> **TASK PROMPT**
Write out the records that appear below, verbatim and complete, but without pictures.

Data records
────────────────

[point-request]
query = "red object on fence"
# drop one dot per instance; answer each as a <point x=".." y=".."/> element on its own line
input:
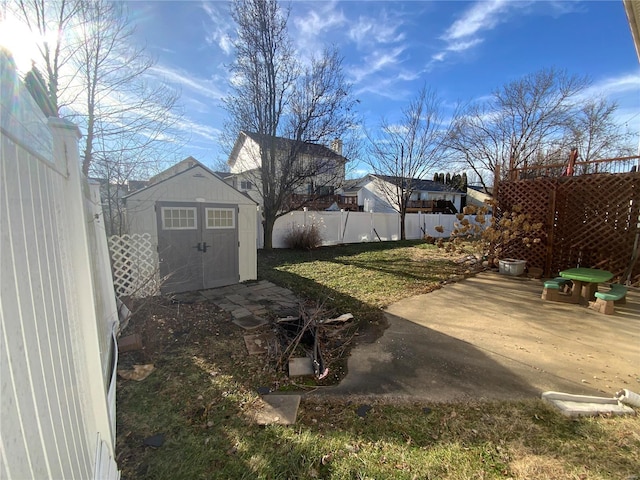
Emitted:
<point x="573" y="156"/>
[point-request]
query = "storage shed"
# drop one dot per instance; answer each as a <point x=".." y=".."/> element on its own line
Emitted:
<point x="204" y="230"/>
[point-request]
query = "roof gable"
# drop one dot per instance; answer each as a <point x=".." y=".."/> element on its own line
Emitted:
<point x="419" y="184"/>
<point x="197" y="170"/>
<point x="283" y="144"/>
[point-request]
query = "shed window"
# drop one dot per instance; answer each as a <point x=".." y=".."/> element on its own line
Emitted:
<point x="178" y="218"/>
<point x="220" y="218"/>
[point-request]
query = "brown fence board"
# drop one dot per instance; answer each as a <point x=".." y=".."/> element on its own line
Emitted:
<point x="589" y="220"/>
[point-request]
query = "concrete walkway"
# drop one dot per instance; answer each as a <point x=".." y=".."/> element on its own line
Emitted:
<point x="492" y="337"/>
<point x="245" y="300"/>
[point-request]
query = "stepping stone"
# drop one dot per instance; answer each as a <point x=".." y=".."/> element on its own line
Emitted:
<point x="278" y="409"/>
<point x="258" y="344"/>
<point x="300" y="367"/>
<point x="240" y="312"/>
<point x="250" y="322"/>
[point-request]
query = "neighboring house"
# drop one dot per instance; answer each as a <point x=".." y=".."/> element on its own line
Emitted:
<point x="203" y="229"/>
<point x="477" y="196"/>
<point x="376" y="193"/>
<point x="245" y="163"/>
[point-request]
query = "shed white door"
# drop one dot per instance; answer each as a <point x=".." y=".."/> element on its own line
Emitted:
<point x="197" y="245"/>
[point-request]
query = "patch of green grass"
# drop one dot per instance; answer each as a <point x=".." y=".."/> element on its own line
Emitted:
<point x="209" y="434"/>
<point x="202" y="397"/>
<point x="359" y="277"/>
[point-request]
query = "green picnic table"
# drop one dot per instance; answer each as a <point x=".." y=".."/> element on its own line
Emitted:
<point x="585" y="282"/>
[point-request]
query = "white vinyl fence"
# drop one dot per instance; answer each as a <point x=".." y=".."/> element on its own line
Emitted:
<point x="135" y="265"/>
<point x="57" y="306"/>
<point x="358" y="227"/>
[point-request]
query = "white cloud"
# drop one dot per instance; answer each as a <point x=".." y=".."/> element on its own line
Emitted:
<point x="368" y="30"/>
<point x="187" y="81"/>
<point x="484" y="15"/>
<point x="315" y="24"/>
<point x="625" y="83"/>
<point x="377" y="61"/>
<point x="221" y="28"/>
<point x="466" y="32"/>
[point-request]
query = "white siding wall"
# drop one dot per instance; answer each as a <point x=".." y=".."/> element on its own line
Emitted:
<point x="197" y="185"/>
<point x="57" y="309"/>
<point x="248" y="157"/>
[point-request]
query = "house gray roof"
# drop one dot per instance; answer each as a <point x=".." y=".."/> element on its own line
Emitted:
<point x="314" y="149"/>
<point x="420" y="184"/>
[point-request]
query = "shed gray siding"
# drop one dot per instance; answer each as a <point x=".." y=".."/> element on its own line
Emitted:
<point x="197" y="184"/>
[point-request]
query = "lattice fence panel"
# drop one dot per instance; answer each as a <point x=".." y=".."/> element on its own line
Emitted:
<point x="589" y="220"/>
<point x="597" y="222"/>
<point x="534" y="197"/>
<point x="134" y="264"/>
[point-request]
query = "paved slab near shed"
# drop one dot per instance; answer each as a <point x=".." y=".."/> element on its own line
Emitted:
<point x="492" y="337"/>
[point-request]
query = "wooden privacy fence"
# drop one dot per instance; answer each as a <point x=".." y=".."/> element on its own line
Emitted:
<point x="590" y="221"/>
<point x="134" y="264"/>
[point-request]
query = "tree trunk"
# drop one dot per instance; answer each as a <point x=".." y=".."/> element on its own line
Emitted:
<point x="269" y="222"/>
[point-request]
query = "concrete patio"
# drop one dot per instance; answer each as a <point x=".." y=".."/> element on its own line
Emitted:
<point x="492" y="337"/>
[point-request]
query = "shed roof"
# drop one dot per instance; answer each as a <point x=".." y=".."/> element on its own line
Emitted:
<point x="198" y="166"/>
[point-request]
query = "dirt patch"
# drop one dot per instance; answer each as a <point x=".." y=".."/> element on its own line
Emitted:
<point x="167" y="327"/>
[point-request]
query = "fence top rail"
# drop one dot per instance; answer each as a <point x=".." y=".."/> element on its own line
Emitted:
<point x="587" y="162"/>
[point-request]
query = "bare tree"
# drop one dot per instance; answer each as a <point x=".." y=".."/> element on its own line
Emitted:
<point x="593" y="130"/>
<point x="519" y="120"/>
<point x="409" y="150"/>
<point x="126" y="113"/>
<point x="289" y="105"/>
<point x="50" y="19"/>
<point x="97" y="77"/>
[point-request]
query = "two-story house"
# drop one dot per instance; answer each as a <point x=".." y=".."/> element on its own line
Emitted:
<point x="319" y="170"/>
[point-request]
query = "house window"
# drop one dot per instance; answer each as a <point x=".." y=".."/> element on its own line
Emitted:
<point x="178" y="218"/>
<point x="220" y="218"/>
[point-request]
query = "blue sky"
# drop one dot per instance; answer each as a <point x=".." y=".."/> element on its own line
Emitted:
<point x="463" y="50"/>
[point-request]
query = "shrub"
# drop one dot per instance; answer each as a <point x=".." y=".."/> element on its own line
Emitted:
<point x="491" y="238"/>
<point x="303" y="237"/>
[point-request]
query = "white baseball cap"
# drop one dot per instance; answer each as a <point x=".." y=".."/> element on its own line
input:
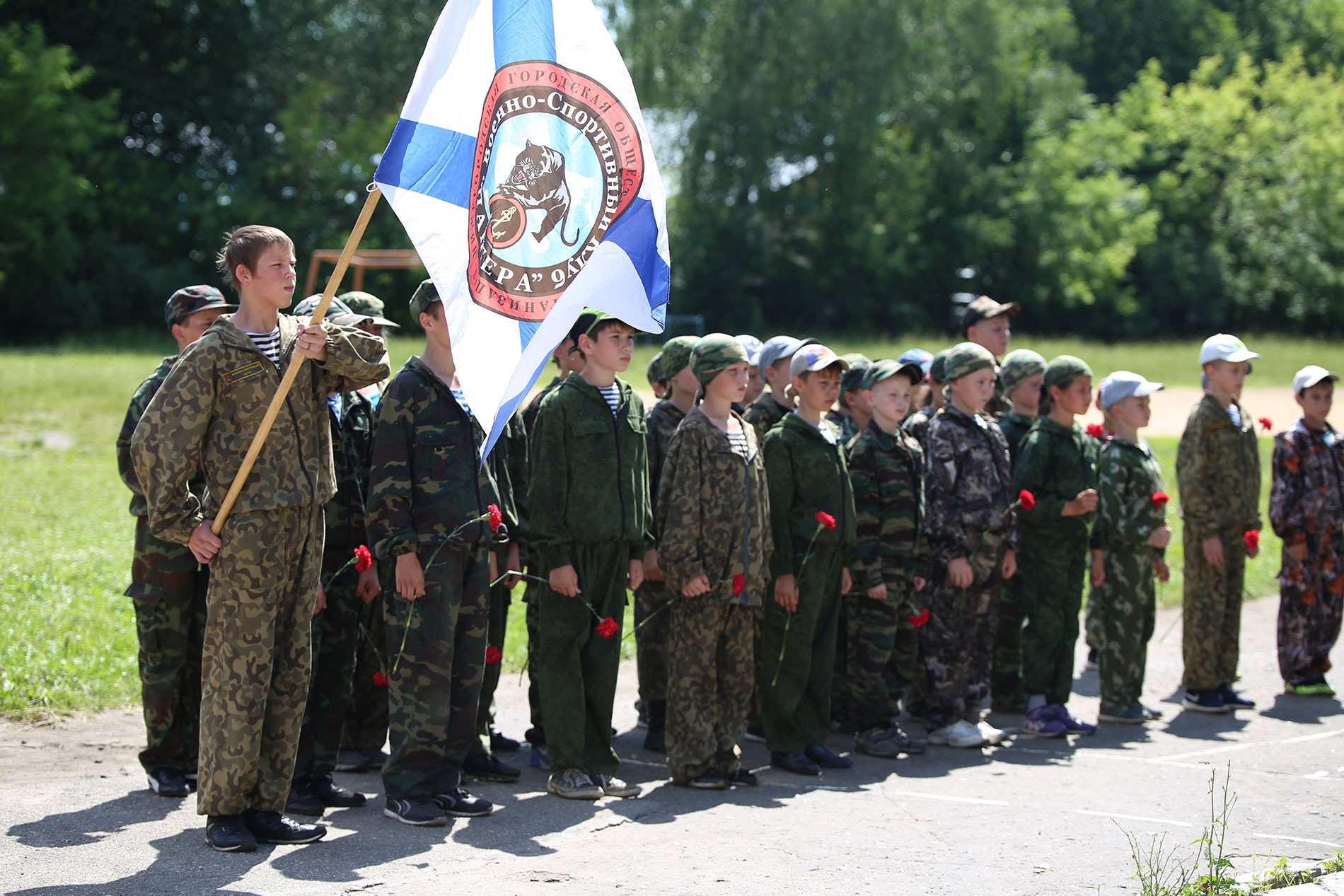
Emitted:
<point x="1224" y="347"/>
<point x="1121" y="385"/>
<point x="1309" y="376"/>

────────────────

> **ANSWER TO THIS TASK**
[point-request]
query = "red object on fence"
# drop one dot per instance; answer each as a <point x=".." y=".."/> element on its own line
input:
Emitted:
<point x="573" y="156"/>
[point-request]
query = "storage shed"
# drop one dot per instance; answer each as a <point x=".." y=".."/> element on its own line
Emitted:
<point x="204" y="230"/>
[point-request]
query = "roof gable"
# drop one dot per instance; answer each as a <point x=".." y=".."/> element on its own line
Emitted:
<point x="419" y="184"/>
<point x="197" y="170"/>
<point x="283" y="144"/>
[point-request]
query = "shed window"
# drop one dot per instance; answer each as a <point x=".." y=".."/> element on its own line
Emitted:
<point x="178" y="218"/>
<point x="220" y="218"/>
[point-request]
query = "brown fence board"
# drop one dot per instance; answer each as a <point x=".." y=".."/> element on its own line
Emitted:
<point x="589" y="220"/>
[point-request]
query = "concrete walkway"
# drop one dot per instance; answer each as a <point x=".." y=".."/> element on its own line
Emitted:
<point x="492" y="337"/>
<point x="245" y="300"/>
[point-request]
query = "stepping stone"
# drop one dot per instance; answer each as a <point x=".." y=".."/> element on its own line
Emitted:
<point x="278" y="409"/>
<point x="258" y="344"/>
<point x="300" y="367"/>
<point x="240" y="312"/>
<point x="250" y="322"/>
[point-request]
query = "neighboring house"
# drop one dot per instance; answer each as a <point x=".." y=".."/> element on its own line
Emitted:
<point x="203" y="229"/>
<point x="477" y="196"/>
<point x="376" y="193"/>
<point x="245" y="163"/>
[point-request]
query = "shed white door"
# drop one dot per instance; answer each as a <point x=".." y=".."/> element on its own line
Emitted:
<point x="197" y="245"/>
[point-request]
query = "patch of green grass"
# drop one dot per instance; answer each as a <point x=".." y=".."/> element on its own line
Emitted:
<point x="209" y="434"/>
<point x="202" y="397"/>
<point x="359" y="277"/>
[point-request]
query = "green picnic table"
# drop one dot per instance; answer each as a <point x=".." y=".."/> element on its own line
Emitted:
<point x="585" y="282"/>
[point-request]
query = "white vinyl fence"
# drop one dot per instance; answer each as a <point x=".." y=".."/> element on its own line
Emitted:
<point x="135" y="265"/>
<point x="57" y="306"/>
<point x="358" y="227"/>
[point-request]
query = "white cloud"
# drop one dot per instance; answer each as a <point x=".." y=".."/> element on its own line
Emitted:
<point x="368" y="30"/>
<point x="187" y="81"/>
<point x="484" y="15"/>
<point x="315" y="24"/>
<point x="625" y="83"/>
<point x="377" y="61"/>
<point x="221" y="28"/>
<point x="466" y="32"/>
[point-request]
query = "white siding wall"
# drop one dot per instance; answer each as a <point x=".." y=".."/> element on its own line
Emitted:
<point x="197" y="185"/>
<point x="57" y="309"/>
<point x="248" y="157"/>
[point-request]
query = "house gray roof"
# drop one dot per instance; answer each as a <point x=".." y=".."/> element on its own line
Emitted:
<point x="314" y="149"/>
<point x="420" y="184"/>
[point-request]
query = "shed gray siding"
# drop one dot per instance; answer each as a <point x=".." y=".."/> element on its own line
Emitted:
<point x="197" y="184"/>
[point-request]
query = "lattice fence panel"
# drop one dot per instance; answer each as a <point x=".." y=".."/> element on its own line
Emitted:
<point x="589" y="220"/>
<point x="597" y="222"/>
<point x="534" y="197"/>
<point x="134" y="264"/>
[point-request]
query = "paved slab near shed"
# drop one dot per instance; answer each as a <point x=".." y=".."/> element on its own line
Emitted:
<point x="492" y="337"/>
[point-request]
query = "wooden privacy fence"
# drop one dot per instance; answer each as a <point x=".." y=".."/> element on its own line
Emitted:
<point x="590" y="221"/>
<point x="134" y="264"/>
[point-request]
query = "tree trunk"
# drop one dot per instance; answer each as a <point x=".." y=".."/> element on its own line
Emitted:
<point x="269" y="222"/>
[point-request]
query = "concrete patio"
# drop one dot per instance; answer each as a <point x=".." y=".."/> element on its own line
Emitted:
<point x="492" y="337"/>
[point-request]
query = "shed roof"
# drop one dot per instance; answer each as a <point x=".." y=".."/> element on its own line
Emitted:
<point x="198" y="166"/>
[point-request]
query = "dirt patch"
# drop one dot per instance; answer each as a <point x=".." y=".."/> element on its own line
Emitted:
<point x="167" y="327"/>
[point-request]
query = "fence top rail"
# drop one dot per instance; answer each as a <point x=".." y=".."/> element on its own line
Emitted:
<point x="587" y="162"/>
[point-request]
query = "bare tree"
# drop one dot per instance; answer each as a <point x=".." y=".."/> element on its own line
Emitted:
<point x="593" y="130"/>
<point x="519" y="120"/>
<point x="409" y="150"/>
<point x="126" y="113"/>
<point x="289" y="105"/>
<point x="50" y="19"/>
<point x="97" y="77"/>
[point-request]
query = "two-story house"
# drop one dot per instance; answer each as a <point x=".." y=".."/> element on its own line
Emitted:
<point x="319" y="170"/>
[point-request]
query = "house window"
# drop one dot per instance; answer each as a <point x=".." y=".."/> element on its own line
Emitted:
<point x="178" y="218"/>
<point x="220" y="218"/>
[point-request]
query = "blue sky"
# drop one dot per instance; answer each as a <point x=".." y=".."/> element on its own line
Emitted:
<point x="463" y="50"/>
[point-request]
query = "shrub"
# drop one dot per instance; answer each as a <point x=".." y=".."/> element on its own line
Emitted:
<point x="491" y="238"/>
<point x="303" y="237"/>
[point-request]
query = "white baseball cap"
# drop one dot per instance; answer each as a <point x=".." y=".."/> element on its own line
input:
Emitted:
<point x="1224" y="347"/>
<point x="1121" y="385"/>
<point x="1309" y="376"/>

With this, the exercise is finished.